Tugas yang Dikerjakan: Lanjutkan artikel tentang konser di Istora Senayan yang dihentikan di bawah ini, mulai setelah kalimat terakhirnya.

Dokumen Sumber:
·····

Islam Pencetak Generasi Cemerlang




*Oleh : Eti Fairuzita
(Menulis Asyik Cilacap)


Konser 'Berdendang Bergoyang' yang diselenggarakan di Istora Senayan, Jakarta Pusat dihentikan pada Sabtu, 29 Oktober 2022 malam karena over kapasitas. Panitia penyelenggara konser pun tengah diperiksa pihak kepolisian. "Saat ini masih diinterogasi, artinya masih dalam penyelidikan. Kami bawa ke Polres Jakarta Pusat," ujar Kapolres Metro Jakarta Pusat, Kombes Pol Komarudin saat dikonfirmasi wartawan, Minggu (30/10/2022).

Adapun pembubaran dilakukan akibat lokasi acara di Gelora Bung Karno telah melampaui kapasitas 10 ribu orang. Polisi menyebut, penonton yang hadir mencapai lebih dari 21 ribu orang. Lalu kondisi lapangan juga dinilai sudah tidak kondusif sementara surat ijin yang masuk hanya 3 ribu orang.

·····

Bahan yang Ditampilkan:
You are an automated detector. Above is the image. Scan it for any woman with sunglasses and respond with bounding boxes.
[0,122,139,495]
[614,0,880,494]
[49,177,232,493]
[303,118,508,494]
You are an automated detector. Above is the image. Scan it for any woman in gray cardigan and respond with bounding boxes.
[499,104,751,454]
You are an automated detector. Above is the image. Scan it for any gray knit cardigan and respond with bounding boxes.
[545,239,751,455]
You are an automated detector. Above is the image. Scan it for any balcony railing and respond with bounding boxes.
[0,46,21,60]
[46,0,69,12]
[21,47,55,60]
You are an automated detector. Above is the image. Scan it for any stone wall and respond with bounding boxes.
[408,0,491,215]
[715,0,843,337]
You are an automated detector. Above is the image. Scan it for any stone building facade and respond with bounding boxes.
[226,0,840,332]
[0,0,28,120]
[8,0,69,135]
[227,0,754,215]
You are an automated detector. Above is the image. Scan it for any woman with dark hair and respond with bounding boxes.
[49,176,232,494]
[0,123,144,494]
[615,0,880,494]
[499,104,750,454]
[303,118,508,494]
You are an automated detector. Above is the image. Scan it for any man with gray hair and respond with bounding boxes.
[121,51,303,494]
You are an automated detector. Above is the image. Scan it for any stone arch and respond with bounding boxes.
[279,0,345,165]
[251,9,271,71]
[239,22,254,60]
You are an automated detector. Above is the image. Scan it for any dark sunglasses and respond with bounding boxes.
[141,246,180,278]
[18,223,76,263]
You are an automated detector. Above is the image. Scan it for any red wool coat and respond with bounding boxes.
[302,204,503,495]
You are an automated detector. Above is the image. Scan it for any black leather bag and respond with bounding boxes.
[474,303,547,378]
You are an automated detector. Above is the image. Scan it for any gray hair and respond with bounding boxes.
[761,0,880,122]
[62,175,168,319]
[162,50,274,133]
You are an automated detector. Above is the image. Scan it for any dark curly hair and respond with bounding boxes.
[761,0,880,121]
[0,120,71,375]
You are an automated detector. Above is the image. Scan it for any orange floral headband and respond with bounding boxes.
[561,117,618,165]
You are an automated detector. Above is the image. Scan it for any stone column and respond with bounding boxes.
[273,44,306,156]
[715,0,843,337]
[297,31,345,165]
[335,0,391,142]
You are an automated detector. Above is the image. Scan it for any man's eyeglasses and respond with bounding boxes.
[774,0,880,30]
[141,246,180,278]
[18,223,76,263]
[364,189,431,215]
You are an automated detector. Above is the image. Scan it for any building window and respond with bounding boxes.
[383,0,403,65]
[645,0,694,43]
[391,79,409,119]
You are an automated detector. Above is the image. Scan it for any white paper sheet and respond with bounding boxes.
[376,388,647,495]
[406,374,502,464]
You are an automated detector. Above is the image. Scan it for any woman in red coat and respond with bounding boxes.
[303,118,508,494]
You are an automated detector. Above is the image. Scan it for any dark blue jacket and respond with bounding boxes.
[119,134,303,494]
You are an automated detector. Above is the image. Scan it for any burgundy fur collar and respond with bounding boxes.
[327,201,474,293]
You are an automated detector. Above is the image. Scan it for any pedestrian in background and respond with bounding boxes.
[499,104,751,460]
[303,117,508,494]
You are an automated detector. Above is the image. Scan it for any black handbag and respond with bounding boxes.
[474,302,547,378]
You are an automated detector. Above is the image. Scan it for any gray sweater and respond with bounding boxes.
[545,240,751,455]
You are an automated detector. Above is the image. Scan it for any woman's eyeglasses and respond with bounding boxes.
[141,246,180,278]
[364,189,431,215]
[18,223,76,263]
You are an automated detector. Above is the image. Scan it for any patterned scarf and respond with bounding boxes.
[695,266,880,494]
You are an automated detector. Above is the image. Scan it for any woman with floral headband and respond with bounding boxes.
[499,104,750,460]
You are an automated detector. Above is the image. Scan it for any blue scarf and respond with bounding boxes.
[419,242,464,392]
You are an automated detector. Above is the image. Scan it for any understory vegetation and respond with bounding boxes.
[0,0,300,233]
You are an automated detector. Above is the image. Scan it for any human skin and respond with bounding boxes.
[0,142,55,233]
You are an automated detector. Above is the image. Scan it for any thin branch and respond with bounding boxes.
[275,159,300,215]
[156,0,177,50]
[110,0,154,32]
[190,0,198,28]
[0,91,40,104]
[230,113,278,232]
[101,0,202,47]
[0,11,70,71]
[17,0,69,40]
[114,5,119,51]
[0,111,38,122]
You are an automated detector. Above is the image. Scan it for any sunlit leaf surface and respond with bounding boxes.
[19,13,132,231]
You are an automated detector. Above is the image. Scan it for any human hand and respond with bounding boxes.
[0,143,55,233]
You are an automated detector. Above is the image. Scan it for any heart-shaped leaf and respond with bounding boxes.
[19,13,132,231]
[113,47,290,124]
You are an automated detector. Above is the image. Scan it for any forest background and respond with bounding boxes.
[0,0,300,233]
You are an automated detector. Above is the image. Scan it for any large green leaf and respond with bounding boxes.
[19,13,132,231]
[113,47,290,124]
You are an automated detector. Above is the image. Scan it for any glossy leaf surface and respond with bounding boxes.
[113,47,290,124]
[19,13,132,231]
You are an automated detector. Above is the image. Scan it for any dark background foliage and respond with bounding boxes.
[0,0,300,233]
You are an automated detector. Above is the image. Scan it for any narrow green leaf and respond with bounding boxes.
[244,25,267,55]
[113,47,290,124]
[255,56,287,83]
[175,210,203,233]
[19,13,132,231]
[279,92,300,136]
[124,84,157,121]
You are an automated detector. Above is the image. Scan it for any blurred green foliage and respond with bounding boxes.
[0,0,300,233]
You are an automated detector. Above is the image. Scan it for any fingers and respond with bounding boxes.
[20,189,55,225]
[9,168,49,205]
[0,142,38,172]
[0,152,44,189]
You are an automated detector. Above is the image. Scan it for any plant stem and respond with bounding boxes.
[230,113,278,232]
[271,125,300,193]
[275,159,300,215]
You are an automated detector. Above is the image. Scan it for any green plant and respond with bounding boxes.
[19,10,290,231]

·····

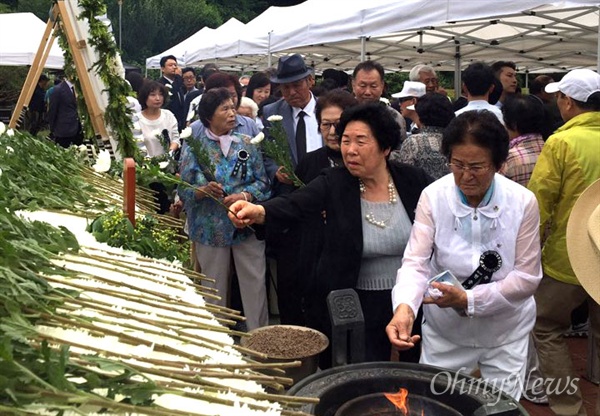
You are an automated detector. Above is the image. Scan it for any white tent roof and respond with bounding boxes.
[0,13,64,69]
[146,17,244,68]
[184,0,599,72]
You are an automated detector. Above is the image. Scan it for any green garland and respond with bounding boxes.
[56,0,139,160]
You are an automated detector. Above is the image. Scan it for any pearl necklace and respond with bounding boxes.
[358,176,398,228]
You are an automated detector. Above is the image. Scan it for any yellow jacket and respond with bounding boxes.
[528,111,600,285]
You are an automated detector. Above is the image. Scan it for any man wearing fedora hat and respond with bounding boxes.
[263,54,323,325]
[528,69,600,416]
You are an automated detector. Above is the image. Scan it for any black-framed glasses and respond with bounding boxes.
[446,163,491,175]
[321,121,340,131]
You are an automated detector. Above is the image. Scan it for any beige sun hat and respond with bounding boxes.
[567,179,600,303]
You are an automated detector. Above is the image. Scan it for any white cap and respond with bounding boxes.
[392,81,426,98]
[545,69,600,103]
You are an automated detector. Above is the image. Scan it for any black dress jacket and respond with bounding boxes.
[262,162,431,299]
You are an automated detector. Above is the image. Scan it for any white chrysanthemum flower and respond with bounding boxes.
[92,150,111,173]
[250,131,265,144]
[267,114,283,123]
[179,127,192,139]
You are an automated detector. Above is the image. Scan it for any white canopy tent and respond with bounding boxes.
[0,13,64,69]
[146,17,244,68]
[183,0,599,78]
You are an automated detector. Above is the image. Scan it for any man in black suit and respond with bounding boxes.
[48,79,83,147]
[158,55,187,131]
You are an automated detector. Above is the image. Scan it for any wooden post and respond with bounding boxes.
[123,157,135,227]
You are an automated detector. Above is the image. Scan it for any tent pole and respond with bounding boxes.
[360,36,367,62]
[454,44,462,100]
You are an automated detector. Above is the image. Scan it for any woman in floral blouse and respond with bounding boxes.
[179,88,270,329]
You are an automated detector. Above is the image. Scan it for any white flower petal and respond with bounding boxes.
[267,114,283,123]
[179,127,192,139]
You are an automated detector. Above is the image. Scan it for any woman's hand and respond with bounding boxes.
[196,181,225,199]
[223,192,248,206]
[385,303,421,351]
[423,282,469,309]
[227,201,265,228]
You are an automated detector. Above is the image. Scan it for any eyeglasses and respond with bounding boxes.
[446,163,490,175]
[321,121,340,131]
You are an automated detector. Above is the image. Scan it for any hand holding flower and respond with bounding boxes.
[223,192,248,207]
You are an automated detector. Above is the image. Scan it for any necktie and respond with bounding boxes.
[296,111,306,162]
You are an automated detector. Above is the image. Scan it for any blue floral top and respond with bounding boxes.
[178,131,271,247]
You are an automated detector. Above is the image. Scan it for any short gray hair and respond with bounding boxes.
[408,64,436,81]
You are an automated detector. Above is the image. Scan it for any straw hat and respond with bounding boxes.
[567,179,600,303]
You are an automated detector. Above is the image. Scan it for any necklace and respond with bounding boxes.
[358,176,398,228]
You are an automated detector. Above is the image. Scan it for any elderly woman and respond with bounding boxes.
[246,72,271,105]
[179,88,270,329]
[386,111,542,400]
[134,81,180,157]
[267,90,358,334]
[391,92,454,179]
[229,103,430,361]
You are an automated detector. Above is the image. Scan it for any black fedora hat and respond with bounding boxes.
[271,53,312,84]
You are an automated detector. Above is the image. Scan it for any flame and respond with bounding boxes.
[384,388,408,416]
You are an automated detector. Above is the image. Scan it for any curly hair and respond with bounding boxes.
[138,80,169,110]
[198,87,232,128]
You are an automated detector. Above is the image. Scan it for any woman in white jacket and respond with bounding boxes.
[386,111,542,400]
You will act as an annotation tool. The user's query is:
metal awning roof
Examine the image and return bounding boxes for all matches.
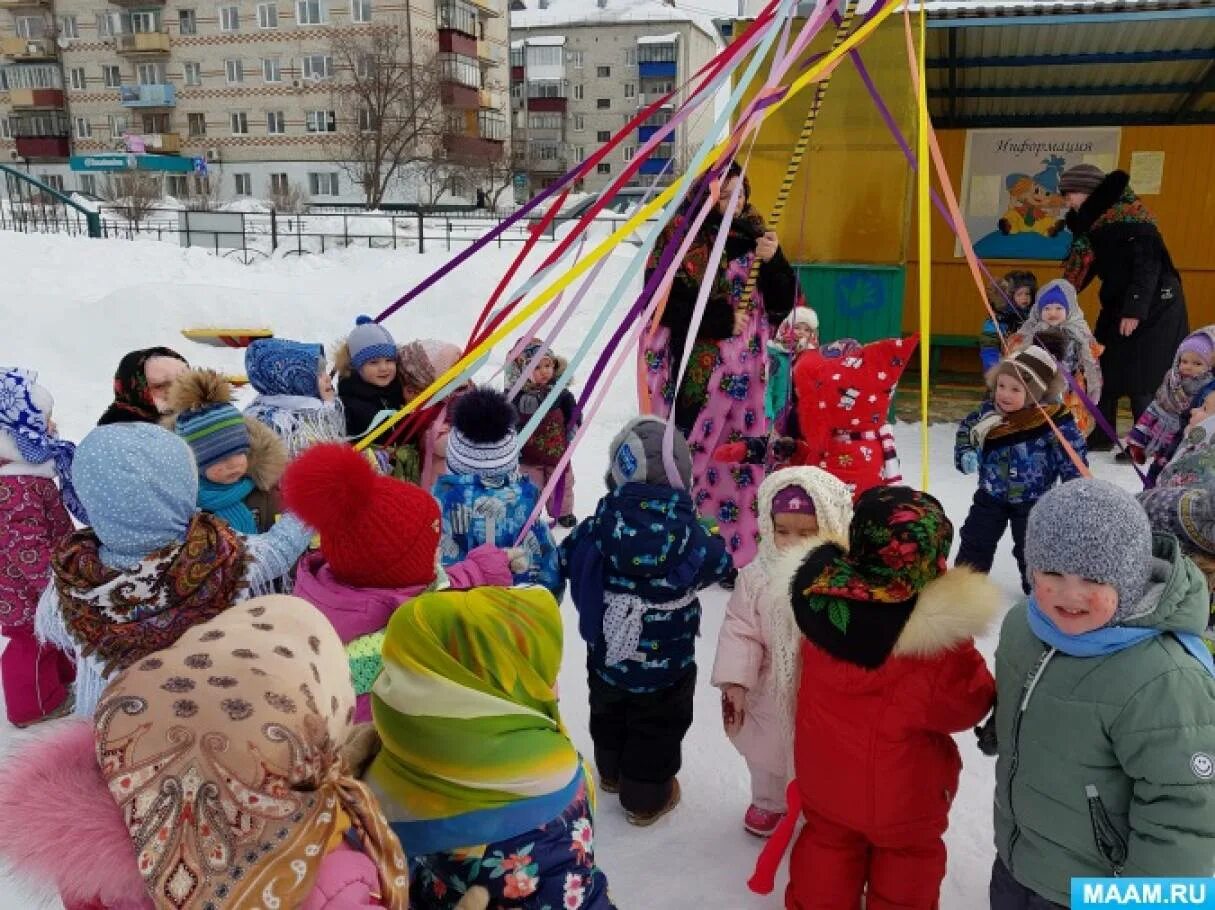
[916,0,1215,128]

·····

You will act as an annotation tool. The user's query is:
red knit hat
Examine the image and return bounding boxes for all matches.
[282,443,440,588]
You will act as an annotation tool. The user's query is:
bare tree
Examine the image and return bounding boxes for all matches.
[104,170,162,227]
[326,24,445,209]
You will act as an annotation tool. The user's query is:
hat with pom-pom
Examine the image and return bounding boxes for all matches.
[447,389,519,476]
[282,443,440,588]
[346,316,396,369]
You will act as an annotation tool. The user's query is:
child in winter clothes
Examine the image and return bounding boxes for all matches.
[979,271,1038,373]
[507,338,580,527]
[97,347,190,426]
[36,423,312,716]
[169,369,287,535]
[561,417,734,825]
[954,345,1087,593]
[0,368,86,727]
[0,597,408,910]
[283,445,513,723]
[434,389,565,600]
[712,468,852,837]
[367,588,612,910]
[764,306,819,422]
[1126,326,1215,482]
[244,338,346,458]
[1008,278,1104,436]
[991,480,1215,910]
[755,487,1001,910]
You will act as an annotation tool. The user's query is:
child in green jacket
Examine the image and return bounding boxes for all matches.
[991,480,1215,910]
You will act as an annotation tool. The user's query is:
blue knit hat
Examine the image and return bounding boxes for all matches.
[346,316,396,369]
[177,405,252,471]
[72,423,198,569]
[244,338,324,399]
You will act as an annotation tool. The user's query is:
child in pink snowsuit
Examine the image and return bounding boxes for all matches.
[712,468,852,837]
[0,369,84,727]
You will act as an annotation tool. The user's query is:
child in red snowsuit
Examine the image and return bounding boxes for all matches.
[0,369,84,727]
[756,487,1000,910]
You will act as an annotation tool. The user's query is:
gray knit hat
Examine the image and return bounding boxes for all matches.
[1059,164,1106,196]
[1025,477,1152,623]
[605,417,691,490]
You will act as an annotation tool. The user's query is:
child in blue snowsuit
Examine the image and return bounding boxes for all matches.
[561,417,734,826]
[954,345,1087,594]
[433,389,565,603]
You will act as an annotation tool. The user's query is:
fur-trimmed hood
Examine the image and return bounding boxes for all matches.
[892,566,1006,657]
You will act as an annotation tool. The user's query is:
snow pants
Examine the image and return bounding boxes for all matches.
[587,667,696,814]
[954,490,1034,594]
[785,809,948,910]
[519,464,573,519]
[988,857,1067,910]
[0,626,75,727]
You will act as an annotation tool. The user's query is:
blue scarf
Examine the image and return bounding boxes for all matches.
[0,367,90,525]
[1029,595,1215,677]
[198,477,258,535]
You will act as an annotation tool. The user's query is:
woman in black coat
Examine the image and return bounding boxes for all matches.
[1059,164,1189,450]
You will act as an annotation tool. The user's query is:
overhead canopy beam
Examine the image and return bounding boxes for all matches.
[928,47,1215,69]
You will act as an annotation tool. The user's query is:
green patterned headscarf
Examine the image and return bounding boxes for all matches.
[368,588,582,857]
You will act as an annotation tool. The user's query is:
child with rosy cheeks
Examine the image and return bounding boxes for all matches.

·····

Hasil Latihan:
Kapolres Metro Jakarta Pusat, Kombes Pol Komarudin menuturkan, bahwa saat acara berlangsung ditemukan pengunjung yang sampai pingsan, sementara panitia hanya menyediakan satu tenda kesehatan dari 5 panggung yang ada, dan jalur evakuasi juga tertutup. Selain itu, waktu pelaksanaan konser juga dinilai telah melebihi waktu yang diizinkan.

Selain memeriksa panitia penyelenggara, Komarudin juga menyebut pihaknya tengah mendalami indikasi minuman keras (miras) di konser 'Berdendang Bergoyang' tersebut. "Ini masih kita dalami, informasi yang kami dapat memang banyak sekali yang duduk di luar sambil minum. Tapi belum diketahui itu miras atau tidak, ada indikasi" bebernya.  

Dari kejadian tersebut, upaya aparat untuk menghindari bencana di tengah keramaian patut diapresiasi. Hanya saja, tindakan tersebut juga perlu dikritisi, pasalnya aparat pemerintah baru mempermasalahkan dan menghentikan acara ketika sudah nampak nyata adanya kekacauan. Padahal seharusnya, aparat sudah bisa melakukan mitigasi acara sehingga penjualan tiket over kapasitas bisa diketahui lebih awal, apalagi acara tersebut disertai dengan indikasi adanya minuman keras yang dikonsumsi penonton.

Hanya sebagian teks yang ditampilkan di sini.